**** Source extract ****

- Born: September 17, 1899 Either Shawnee, Ohio or Oklahoma
- Died: June 5, 1961 (aged 61) Buenos Aires, Argentina
- Resting place: British Hospital in Chacarita of Buenos Aires, Argentina
- Occupations: Bishop, Reverend, American Methodist Missionary, Teacher, Scholar & Theologian
- Organization: The United Methodist Church
- Spouse: Vera Loudon Stockwell
- Children: Eugene Loudon Stockwell

= Bowman Foster Stockwell =

American bishop

Bowman Foster Stockwell (17 September 1899 – 5 June 1961) was an American Methodist missionary, teacher, scholar and theologian. In 1960, he was elected to Bishop of The United Methodist Church (UMC), which is a mainline Protestant denomination and a major part of Methodism in the United States.

==Early life==
Bowman Foster Stockwell was born on 17 September 1899 to Reverend Eugene S. Stockwell (1865–1921) and Addie Bunnell Stockwell (1865–1926). There is a discrepancy where he was born in Shawnee, Ohio or in the state of Oklahoma. Bowman Foster Stockwell had three siblings; however two of them died as children: his older brother, Eugene Earl Stockwell died at 7 years old and his younger sister was Emma Louise Stockwell died at 9 days old. His only surviving sibling was his oldest brother, Benjamin Paul Stockwell. As a young man, Bowman Foster Stockwell served for a period of time as Secretary to the great missionary statesman, John R. Mott.

**** Recorded data ****

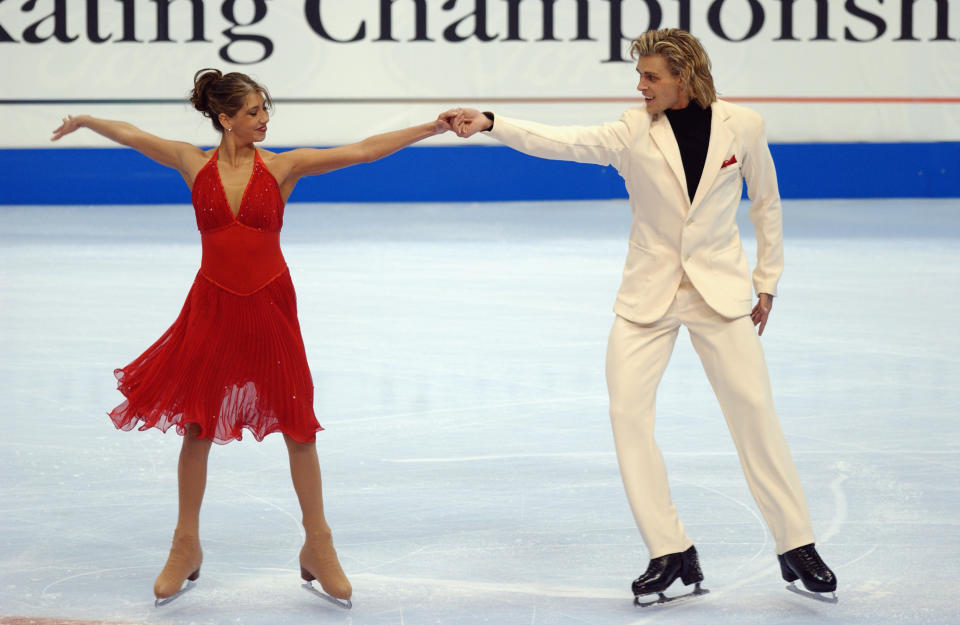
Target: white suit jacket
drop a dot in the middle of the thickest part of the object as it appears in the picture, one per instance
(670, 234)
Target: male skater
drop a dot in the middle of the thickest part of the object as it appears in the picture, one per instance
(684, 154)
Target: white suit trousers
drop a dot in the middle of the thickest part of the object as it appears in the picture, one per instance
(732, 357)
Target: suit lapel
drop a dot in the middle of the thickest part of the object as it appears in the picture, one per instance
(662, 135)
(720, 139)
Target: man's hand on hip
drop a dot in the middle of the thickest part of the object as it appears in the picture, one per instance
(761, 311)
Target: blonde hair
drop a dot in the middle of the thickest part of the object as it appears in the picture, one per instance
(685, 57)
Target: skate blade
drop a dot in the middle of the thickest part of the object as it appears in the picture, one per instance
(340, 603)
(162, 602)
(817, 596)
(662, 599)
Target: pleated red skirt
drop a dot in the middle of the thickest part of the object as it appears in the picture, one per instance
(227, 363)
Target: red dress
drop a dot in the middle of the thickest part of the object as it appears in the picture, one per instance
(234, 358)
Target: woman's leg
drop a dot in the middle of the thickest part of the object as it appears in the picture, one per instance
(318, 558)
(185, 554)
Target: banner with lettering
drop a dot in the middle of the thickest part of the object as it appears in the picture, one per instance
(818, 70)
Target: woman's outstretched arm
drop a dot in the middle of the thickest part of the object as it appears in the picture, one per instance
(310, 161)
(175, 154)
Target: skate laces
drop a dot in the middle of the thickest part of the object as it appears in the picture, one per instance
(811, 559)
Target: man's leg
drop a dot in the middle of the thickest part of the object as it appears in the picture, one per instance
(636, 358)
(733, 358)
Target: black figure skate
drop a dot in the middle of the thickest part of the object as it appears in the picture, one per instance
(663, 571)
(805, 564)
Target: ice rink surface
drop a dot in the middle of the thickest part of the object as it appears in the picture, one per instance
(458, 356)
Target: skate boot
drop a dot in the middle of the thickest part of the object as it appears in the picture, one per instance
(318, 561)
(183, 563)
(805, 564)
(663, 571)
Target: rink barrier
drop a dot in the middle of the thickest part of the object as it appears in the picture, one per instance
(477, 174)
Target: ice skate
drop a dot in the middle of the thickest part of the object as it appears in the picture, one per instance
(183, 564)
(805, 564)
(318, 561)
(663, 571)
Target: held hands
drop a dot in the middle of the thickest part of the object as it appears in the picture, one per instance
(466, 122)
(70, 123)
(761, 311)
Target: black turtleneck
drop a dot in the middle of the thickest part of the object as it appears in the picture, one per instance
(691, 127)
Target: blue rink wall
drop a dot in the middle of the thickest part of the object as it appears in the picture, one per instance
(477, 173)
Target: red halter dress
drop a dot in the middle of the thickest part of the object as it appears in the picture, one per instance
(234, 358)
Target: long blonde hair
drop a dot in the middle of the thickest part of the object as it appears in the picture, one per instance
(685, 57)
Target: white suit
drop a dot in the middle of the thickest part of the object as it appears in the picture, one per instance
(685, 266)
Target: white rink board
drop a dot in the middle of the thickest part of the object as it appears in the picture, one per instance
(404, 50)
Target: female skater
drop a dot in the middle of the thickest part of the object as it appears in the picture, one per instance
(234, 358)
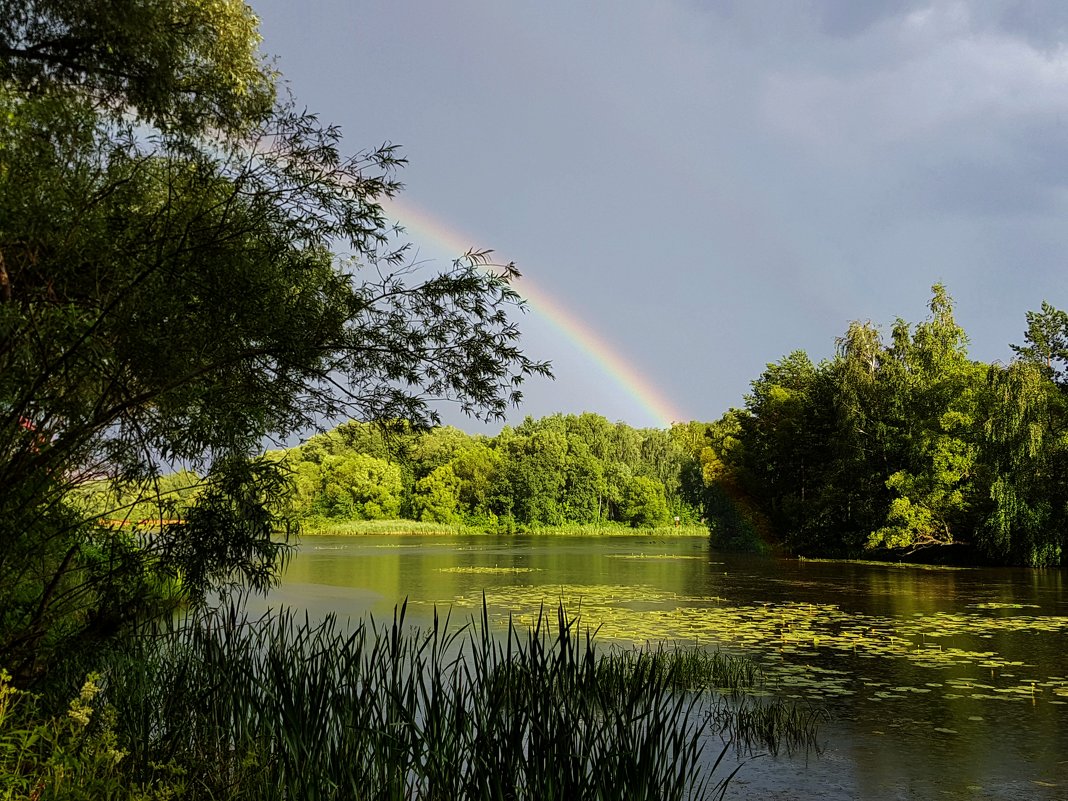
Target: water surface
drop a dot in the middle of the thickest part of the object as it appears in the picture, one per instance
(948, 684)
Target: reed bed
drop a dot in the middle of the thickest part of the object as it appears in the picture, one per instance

****

**Prompt:**
Can you restate the stretch of the Bowman Foster Stockwell biography from "American bishop" through "the United States.", with "missionary" changed to "evangelist"?

**Your solution:**
American bishop

Bowman Foster Stockwell (17 September 1899 – 5 June 1961) was an American Methodist evangelist, teacher, scholar and theologian. In 1960, he was elected to Bishop of The United Methodist Church (UMC), which is a mainline Protestant denomination and a major part of Methodism in the United States.